◆ Action item
Return all the lines below, exactly as they read.

◆ Supplied entries
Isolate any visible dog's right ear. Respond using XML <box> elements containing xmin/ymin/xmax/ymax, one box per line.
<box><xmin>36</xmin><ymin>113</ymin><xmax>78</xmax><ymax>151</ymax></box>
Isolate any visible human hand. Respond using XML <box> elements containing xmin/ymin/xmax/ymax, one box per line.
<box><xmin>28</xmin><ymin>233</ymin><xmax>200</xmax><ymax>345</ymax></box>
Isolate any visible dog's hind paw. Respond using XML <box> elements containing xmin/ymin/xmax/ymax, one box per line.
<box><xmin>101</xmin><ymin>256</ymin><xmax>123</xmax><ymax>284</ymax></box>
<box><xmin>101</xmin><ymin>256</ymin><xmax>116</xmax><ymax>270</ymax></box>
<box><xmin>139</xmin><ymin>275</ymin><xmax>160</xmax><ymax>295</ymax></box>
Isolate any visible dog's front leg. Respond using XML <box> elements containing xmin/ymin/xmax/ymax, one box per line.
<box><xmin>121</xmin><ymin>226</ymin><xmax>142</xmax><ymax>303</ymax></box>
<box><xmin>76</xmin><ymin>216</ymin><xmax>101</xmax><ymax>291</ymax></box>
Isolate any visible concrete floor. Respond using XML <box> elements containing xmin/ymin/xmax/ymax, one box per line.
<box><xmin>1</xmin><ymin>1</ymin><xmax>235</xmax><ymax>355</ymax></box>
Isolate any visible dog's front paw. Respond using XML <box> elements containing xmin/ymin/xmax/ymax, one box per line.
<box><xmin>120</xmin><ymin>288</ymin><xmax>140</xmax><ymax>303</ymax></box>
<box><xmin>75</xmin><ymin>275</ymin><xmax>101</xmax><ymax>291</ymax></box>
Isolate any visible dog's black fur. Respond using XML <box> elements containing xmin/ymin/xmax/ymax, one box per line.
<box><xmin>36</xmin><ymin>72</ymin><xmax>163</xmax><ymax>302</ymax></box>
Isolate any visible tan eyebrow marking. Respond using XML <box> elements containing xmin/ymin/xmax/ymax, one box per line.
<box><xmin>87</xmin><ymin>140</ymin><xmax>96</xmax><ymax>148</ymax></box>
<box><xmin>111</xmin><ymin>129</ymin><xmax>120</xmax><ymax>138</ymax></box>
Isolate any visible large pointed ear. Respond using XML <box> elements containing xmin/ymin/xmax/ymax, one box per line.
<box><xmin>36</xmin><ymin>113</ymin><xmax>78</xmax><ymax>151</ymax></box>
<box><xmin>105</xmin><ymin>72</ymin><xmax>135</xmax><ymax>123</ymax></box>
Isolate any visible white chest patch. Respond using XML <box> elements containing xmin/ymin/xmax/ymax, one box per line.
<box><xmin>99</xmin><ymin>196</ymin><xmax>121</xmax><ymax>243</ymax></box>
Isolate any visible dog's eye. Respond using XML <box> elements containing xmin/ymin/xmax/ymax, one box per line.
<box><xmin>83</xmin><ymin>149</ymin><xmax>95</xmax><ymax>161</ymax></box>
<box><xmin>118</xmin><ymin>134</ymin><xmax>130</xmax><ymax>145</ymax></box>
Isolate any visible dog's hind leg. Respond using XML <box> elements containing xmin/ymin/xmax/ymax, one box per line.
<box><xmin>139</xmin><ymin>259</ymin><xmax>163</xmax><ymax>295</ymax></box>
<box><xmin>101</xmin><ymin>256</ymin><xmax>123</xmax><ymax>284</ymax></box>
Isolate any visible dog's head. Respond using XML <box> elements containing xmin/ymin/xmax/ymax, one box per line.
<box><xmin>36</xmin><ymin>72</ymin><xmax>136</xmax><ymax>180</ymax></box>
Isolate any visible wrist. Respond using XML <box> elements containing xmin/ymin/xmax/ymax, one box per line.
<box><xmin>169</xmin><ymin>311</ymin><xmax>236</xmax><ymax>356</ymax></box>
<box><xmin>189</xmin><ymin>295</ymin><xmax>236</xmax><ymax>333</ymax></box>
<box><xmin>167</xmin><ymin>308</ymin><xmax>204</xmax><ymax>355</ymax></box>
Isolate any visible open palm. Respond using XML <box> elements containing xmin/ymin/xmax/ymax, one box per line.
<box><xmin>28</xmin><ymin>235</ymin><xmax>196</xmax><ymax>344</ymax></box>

◆ Result of the task
Isolate any visible dog's right ear. Respond using XML <box> elements containing xmin/ymin/xmax/ymax, one box per line.
<box><xmin>36</xmin><ymin>113</ymin><xmax>78</xmax><ymax>151</ymax></box>
Isolate any visible human hand. Respond using XML <box> elements containing xmin/ymin/xmax/ymax, one box per line.
<box><xmin>28</xmin><ymin>233</ymin><xmax>200</xmax><ymax>345</ymax></box>
Isolate any visible dog's hind paw. Respond using XML <box> elements containing xmin/ymin/xmax/ymax, one box per line.
<box><xmin>101</xmin><ymin>256</ymin><xmax>123</xmax><ymax>284</ymax></box>
<box><xmin>101</xmin><ymin>256</ymin><xmax>116</xmax><ymax>270</ymax></box>
<box><xmin>139</xmin><ymin>275</ymin><xmax>160</xmax><ymax>295</ymax></box>
Isolate any visible dog's front leg. Respond using XML <box> elements containing xmin/ymin/xmax/ymax, one box per line.
<box><xmin>121</xmin><ymin>226</ymin><xmax>142</xmax><ymax>303</ymax></box>
<box><xmin>76</xmin><ymin>216</ymin><xmax>101</xmax><ymax>291</ymax></box>
Isolate any visible concrete floor. Respond using XML <box> elements containing xmin/ymin/xmax/ymax, one box per line.
<box><xmin>1</xmin><ymin>1</ymin><xmax>235</xmax><ymax>355</ymax></box>
Isolate any visible dog's front paw. Respond using XML <box> elements containing xmin/ymin/xmax/ymax, one box per line.
<box><xmin>120</xmin><ymin>288</ymin><xmax>140</xmax><ymax>303</ymax></box>
<box><xmin>75</xmin><ymin>275</ymin><xmax>101</xmax><ymax>291</ymax></box>
Isolate any visible dog's black fur. Respond using XML <box> elements containing xmin/ymin/xmax/ymax, one box per line.
<box><xmin>36</xmin><ymin>72</ymin><xmax>163</xmax><ymax>302</ymax></box>
Isolate any visible tan eyebrow marking. Respond using XML <box> elements containing xmin/ymin/xmax/ymax, one box per line.
<box><xmin>87</xmin><ymin>140</ymin><xmax>96</xmax><ymax>148</ymax></box>
<box><xmin>111</xmin><ymin>129</ymin><xmax>120</xmax><ymax>138</ymax></box>
Isolate any visible large pointed ear. Respond using XML <box> elements containing xmin/ymin/xmax/ymax, one box per line.
<box><xmin>36</xmin><ymin>113</ymin><xmax>78</xmax><ymax>151</ymax></box>
<box><xmin>105</xmin><ymin>72</ymin><xmax>135</xmax><ymax>123</ymax></box>
Isolate any visible white chest patch. Respond using XML <box> elements containing xmin/ymin/xmax/ymax, one box per line.
<box><xmin>99</xmin><ymin>196</ymin><xmax>121</xmax><ymax>243</ymax></box>
Isolate any visible dog's eye. Respond using XML <box> elements containing xmin/ymin/xmax/ymax, one box per line.
<box><xmin>83</xmin><ymin>149</ymin><xmax>95</xmax><ymax>161</ymax></box>
<box><xmin>118</xmin><ymin>134</ymin><xmax>130</xmax><ymax>145</ymax></box>
Isolate any visible dog's hind leg. Respond using XML <box> elements containing xmin/ymin/xmax/ymax, one box per line.
<box><xmin>139</xmin><ymin>259</ymin><xmax>163</xmax><ymax>295</ymax></box>
<box><xmin>101</xmin><ymin>256</ymin><xmax>123</xmax><ymax>284</ymax></box>
Isolate any visible dog's head. Respond using XML <box> elements containing xmin/ymin/xmax/ymax, one box per line.
<box><xmin>36</xmin><ymin>72</ymin><xmax>136</xmax><ymax>180</ymax></box>
Isolate any visible wrist. Respond using XML <box> elements containing xmin/ymin/xmax/ymax, one box per line.
<box><xmin>169</xmin><ymin>311</ymin><xmax>236</xmax><ymax>356</ymax></box>
<box><xmin>189</xmin><ymin>295</ymin><xmax>236</xmax><ymax>333</ymax></box>
<box><xmin>167</xmin><ymin>308</ymin><xmax>204</xmax><ymax>355</ymax></box>
Isolate any visible open palm. Respond using XML <box> elements containing xmin/ymin/xmax/ymax, one box per line.
<box><xmin>28</xmin><ymin>235</ymin><xmax>196</xmax><ymax>344</ymax></box>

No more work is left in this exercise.